SELECTED EXTRACT:
** BEGIN **

Take Some Basic Steps With A Caustic System

Jan. 15, 2019
Recent tube failure should spur addressing several issues

We circulate 50% caustic through the tubes of a vertical 1-1 shell-and-tube condenser using 50% steam reduced from 400-psig steam. The exchanger contains 60 tubes, each ½-in. diameter with 0.083-in. walls, but 20 have been blocked off. The caustic enters the bottom of the exchanger and, after exiting, dumps into the top of a storage tank. Regular deliveries ensure that tank is seldom below 75% full. A 3-in. globe valve controls the steam flow. The worst-case ambient temperature is -15°F.

Recently, after almost a decade of service, a single 316L stainless steel tube failed, causing caustic to flow into the condensate return pump. An inspection revealed no fouling in the tubes. However, trend data show temperature spikes that go above the 200°F top value of the chart.

** END **

INSTRUCTION 1: In the caustic system text, what material was the failed tube made of?
INSTRUCTION 2: Quote the stretch of the caustic system text from "Jan. 15, 2019" through "of the chart.".

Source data

** BEGIN **

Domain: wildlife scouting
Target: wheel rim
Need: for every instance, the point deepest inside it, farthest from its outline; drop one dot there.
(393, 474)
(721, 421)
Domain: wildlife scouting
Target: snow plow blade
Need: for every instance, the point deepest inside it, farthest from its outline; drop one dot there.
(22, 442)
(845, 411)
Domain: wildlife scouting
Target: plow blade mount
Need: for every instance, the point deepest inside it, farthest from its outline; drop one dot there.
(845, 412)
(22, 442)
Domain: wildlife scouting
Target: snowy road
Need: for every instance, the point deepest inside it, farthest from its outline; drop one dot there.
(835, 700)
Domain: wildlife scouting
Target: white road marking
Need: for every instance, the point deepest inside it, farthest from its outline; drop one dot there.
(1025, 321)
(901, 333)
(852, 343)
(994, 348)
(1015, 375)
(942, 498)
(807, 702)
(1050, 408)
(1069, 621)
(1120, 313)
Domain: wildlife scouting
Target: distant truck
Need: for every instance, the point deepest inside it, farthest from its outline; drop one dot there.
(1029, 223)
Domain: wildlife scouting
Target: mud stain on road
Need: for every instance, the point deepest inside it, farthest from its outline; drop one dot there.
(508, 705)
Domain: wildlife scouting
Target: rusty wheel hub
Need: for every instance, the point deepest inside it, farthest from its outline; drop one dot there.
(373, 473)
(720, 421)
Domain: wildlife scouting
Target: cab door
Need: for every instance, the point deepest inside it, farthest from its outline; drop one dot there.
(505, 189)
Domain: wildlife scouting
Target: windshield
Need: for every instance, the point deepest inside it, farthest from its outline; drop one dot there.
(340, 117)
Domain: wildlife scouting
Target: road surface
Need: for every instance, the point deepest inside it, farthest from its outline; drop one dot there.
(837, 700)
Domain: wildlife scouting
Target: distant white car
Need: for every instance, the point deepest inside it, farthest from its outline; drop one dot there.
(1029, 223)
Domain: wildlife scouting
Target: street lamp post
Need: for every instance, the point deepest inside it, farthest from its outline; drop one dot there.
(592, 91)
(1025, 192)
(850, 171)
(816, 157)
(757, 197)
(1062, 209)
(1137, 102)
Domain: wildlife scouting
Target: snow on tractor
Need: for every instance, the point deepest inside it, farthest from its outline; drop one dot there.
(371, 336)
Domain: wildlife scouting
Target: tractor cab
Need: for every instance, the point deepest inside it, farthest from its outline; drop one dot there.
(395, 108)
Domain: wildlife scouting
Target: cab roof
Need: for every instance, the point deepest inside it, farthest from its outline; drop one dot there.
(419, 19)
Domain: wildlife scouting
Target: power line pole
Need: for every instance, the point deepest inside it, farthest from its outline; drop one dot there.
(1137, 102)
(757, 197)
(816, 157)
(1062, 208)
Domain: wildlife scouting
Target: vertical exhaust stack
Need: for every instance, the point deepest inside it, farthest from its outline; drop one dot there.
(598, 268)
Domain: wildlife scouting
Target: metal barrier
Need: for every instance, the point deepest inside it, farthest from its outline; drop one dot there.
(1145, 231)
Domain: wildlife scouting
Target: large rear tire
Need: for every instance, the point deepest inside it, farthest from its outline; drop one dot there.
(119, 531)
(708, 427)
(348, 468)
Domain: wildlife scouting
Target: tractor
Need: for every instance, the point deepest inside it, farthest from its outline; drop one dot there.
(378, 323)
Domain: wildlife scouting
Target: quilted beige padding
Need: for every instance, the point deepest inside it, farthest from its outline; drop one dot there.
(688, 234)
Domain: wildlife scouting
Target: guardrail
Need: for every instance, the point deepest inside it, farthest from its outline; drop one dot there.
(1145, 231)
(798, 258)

** END **

TASK RESPONSE 1: 316L stainless steel

TASK RESPONSE 2:
Jan. 15, 2019
Recent tube failure should spur addressing several issues

We circulate 50% caustic through the tubes of a vertical 1-1 shell-and-tube condenser using 50% steam reduced from 400-psig steam. The exchanger contains 60 tubes, each ½-in. diameter with 0.083-in. walls, but 20 have been blocked off. The caustic enters the bottom of the exchanger and, after exiting, dumps into the top of a storage tank. Regular deliveries ensure that tank is seldom below 75% full. A 3-in. globe valve controls the steam flow. The worst-case ambient temperature is -15°F.

Recently, after almost a decade of service, a single 316L stainless steel tube failed, causing caustic to flow into the condensate return pump. An inspection revealed no fouling in the tubes. However, trend data show temperature spikes that go above the 200°F top value of the chart.